>> begin
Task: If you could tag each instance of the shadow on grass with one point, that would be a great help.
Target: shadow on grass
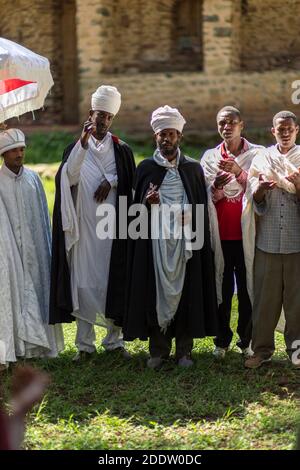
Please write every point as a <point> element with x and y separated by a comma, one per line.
<point>127,389</point>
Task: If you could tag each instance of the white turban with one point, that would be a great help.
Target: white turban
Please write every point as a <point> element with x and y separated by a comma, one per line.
<point>106,98</point>
<point>167,118</point>
<point>11,139</point>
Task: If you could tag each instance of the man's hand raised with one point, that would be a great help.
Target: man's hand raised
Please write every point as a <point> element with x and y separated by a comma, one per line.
<point>88,129</point>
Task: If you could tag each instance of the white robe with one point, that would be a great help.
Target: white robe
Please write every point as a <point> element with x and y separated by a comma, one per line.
<point>209,162</point>
<point>25,259</point>
<point>89,257</point>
>> end
AIM: Without the pictures, restate all of the entries above verbatim.

ANSWER BELOW:
Task: If you could tag each instance of the shadow on grass with one point, that would be a great help.
Target: shadow on grass
Please write every point as a <point> element with x and y separated by a comma, one per line.
<point>127,389</point>
Task: If you could tag each instance of the white turban with one point, that would be a great help.
Target: white turban
Please write every point as a <point> element with x and y separated by a comma, one per line.
<point>106,98</point>
<point>167,118</point>
<point>11,139</point>
Task: If you could tag each instance of the man's hand raised with one point, that would be a great help.
Target: man's hand raised
Please write every point as a <point> element with x and y separated by a comma, one per line.
<point>88,129</point>
Task: If you could tag each instance of the white robe with one point, that would be a great help.
Target: white robe
Please write every point as a <point> element with x and y separated by a comma, one per line.
<point>209,162</point>
<point>25,259</point>
<point>89,257</point>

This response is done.